#### [Set Latihan]
A. Menurut artikel politik dinasti, pada tahun berapa Ikrar Nusa Bhakti menjadi Duta Besar Indonesia di Tunisia?
B. Salin persis dari artikel politik dinasti seluruh bagian mulai dari "Optika.id - Eks" terus sampai "Ungkap Tergantung Hubungannya!".
C. Sebutkan semua institusi negara yang disebut dalam artikel politik dinasti sebagai sasaran dugaan tekanan politik.

#### [Teks Pilihan]
Ikrar Nusa Bhakti: Demokrasi Bisa Kembali Berjalan Atau Kalah dengan Politik Dinasti?

Reporter : Danny
Dok. Pribadi

Optika.id - Eks Peneliti LIPI sekaligus Duta Besar Indonesia di Tunisia pada tahun 2017-2020, Prof Ikrar Nusa Bhakti mengatakan politik dinasti Jokowi sebenarnya sudah berlangsung sejak 2020 ketika dilakukan rekayasa politik agar Gibran memenangi Pilkada Surakarta. Untuk mencegah agar Gibran menghadapi kotak kosong, maka diciptakanlah pesaing boneka yang tentunya dapat dikalahkan secara mudah oleh Gibran.

Kemudian, sejak awal 2023, secara terang benderang Presiden Jokowi melakukan cawe-cawe politik terhadap para relawan Jokowi, partai-partai politik agar mendekat ke Prabowo dan Gerindra, Membisikkan agar para pemimpin parpol menerima pasangan.

Baca juga: Isu Partai KIM Ikuti Saran Jokowi Setelah Menjabat, Pengamat Ungkap Tergantung Hubungannya!

Empat bulan menjelang pelaksanaan Pilpres 2024, dilakukan penetrasi politik agar Prabowo-Gibran dapat memenangi Pilpres 2024 dengan mudah. Seperti kebulatan tekat para kepala desa seperti yang dilakukan pada era Presiden. Kedua, dugaan akan dilakukannya tekanan politik pada institusi-institusi negara seperti ASN, TNI, Polri, Intelijen agar melakukan mobilisasi rakyat pemilih agar memenangkan Prabowo-Gibran.

"Supaya sang anak bungsu bisa mendapatkan suara 9,6%. Gila itu, kita mau nggak supaya anak muda terbuka pikirannya. Melakukan literasi politik, justru mendukung anda berpolitik sejak mahasiswa, masuklah BEM, organisasi kampus, karena disitu anda belajar berorganisasi. Tidak ada itu maka kamu akan blank ketika memasuki dunia kerja," kata Ikrar kepada Optika.id secara langsung, Kamis, (23/11/2023).

Baca juga: Ikrar Nusa Bhakti: Apa yang Dilakukan Jokowi Bukan Kepentingan Rakyat

"Indonesia sudah seperti republik tapi serasa kerajaan, saya mengambil dari puisinya Gus Mus yang mengatakan republik serasa kerajaan. Jadi kalau ada terjadi dinasti politik, setelah Gibran ada Bobby, abis Bobby ada Kaesang. Katakanlah, setelah 30 tahun, diubah lagi di MK boleh dong jadi Cawapres, jadi Capres," tambahnya.

Selanjutnya, bagi Prabowo, ini adalah pilpres terakhir baginya. Karena itu, semboyannya adalah to be or not to be, now or never. Bagi Gibran, ini juga aji mumpung. Now and never tanpa ada rasa malu, tanpa ada etika. Bagi pejuang demokrasi, demokratisasi memang membutuhkan ketahanan diri yang lama untuk melanjutkan proses demokrasi dari konsolidasi demokrasi menuju demokrasi substansial/matang.

#### [Informasi yang Diberikan]

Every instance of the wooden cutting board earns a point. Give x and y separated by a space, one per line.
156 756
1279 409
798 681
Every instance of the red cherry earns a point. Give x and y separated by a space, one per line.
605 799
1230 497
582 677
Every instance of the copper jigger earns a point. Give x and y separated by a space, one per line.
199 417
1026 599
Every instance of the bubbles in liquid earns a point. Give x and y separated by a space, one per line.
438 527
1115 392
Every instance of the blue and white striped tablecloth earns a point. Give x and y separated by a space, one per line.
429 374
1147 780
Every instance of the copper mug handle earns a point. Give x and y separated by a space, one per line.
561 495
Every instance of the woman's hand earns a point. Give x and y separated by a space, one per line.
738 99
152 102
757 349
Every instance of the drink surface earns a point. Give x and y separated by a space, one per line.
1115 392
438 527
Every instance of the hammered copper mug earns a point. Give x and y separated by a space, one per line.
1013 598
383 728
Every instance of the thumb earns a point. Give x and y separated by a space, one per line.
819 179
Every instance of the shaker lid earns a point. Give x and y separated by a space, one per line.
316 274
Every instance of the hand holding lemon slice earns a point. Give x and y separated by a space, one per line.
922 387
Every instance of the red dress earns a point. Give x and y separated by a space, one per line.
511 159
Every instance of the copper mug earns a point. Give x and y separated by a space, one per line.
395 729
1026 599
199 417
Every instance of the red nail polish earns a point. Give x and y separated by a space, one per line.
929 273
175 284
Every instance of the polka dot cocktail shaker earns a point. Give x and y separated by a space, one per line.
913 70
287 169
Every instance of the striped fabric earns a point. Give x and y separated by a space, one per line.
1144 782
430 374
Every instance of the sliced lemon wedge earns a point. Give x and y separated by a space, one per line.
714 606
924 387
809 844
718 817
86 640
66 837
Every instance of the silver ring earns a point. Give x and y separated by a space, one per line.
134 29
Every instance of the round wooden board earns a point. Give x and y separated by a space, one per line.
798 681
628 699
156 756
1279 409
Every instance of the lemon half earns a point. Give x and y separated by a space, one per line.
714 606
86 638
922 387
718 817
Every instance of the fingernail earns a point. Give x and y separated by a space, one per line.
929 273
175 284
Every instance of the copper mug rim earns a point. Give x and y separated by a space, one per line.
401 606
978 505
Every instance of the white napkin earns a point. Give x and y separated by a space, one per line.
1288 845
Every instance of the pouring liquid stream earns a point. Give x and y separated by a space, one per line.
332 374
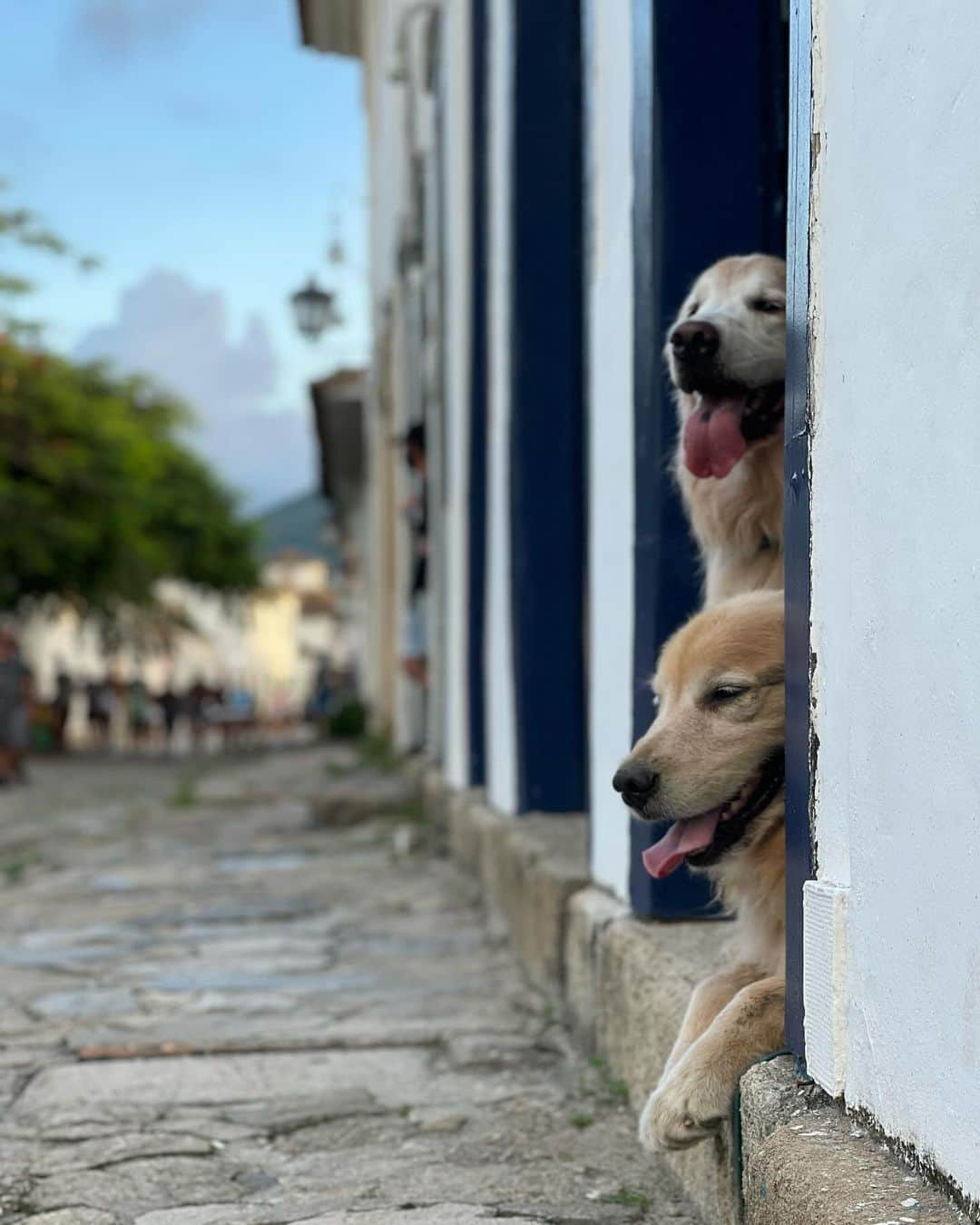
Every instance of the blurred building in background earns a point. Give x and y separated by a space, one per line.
545 181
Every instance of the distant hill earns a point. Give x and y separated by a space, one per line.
296 524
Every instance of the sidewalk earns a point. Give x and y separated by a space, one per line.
213 1014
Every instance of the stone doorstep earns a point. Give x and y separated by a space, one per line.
625 986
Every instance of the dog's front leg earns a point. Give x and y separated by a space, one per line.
695 1096
708 998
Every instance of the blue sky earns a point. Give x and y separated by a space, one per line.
206 158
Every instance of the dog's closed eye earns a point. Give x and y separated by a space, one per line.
720 695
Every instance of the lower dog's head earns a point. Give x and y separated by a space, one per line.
727 356
712 760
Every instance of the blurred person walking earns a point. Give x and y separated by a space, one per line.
15 697
169 703
62 708
100 714
416 637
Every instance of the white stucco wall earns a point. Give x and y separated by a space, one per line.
896 587
456 120
501 767
610 438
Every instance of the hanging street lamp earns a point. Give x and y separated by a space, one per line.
314 310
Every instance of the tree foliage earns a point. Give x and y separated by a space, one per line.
22 228
98 495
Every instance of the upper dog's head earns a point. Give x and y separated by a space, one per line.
712 760
727 354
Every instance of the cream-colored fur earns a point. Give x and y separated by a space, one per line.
702 752
738 521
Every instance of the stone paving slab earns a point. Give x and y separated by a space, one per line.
213 1012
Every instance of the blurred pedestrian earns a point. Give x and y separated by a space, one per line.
139 712
414 636
169 703
100 714
199 696
62 707
15 697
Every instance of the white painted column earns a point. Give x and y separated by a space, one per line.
610 437
896 585
501 760
458 275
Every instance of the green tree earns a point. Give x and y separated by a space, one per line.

#### [Jawaban Setiap Tugas]
A. Pada tahun 2017-2020.

B.
Optika.id - Eks Peneliti LIPI sekaligus Duta Besar Indonesia di Tunisia pada tahun 2017-2020, Prof Ikrar Nusa Bhakti mengatakan politik dinasti Jokowi sebenarnya sudah berlangsung sejak 2020 ketika dilakukan rekayasa politik agar Gibran memenangi Pilkada Surakarta. Untuk mencegah agar Gibran menghadapi kotak kosong, maka diciptakanlah pesaing boneka yang tentunya dapat dikalahkan secara mudah oleh Gibran.

Kemudian, sejak awal 2023, secara terang benderang Presiden Jokowi melakukan cawe-cawe politik terhadap para relawan Jokowi, partai-partai politik agar mendekat ke Prabowo dan Gerindra, Membisikkan agar para pemimpin parpol menerima pasangan.

Baca juga: Isu Partai KIM Ikuti Saran Jokowi Setelah Menjabat, Pengamat Ungkap Tergantung Hubungannya!

C. ASN, TNI, Polri, Intelijen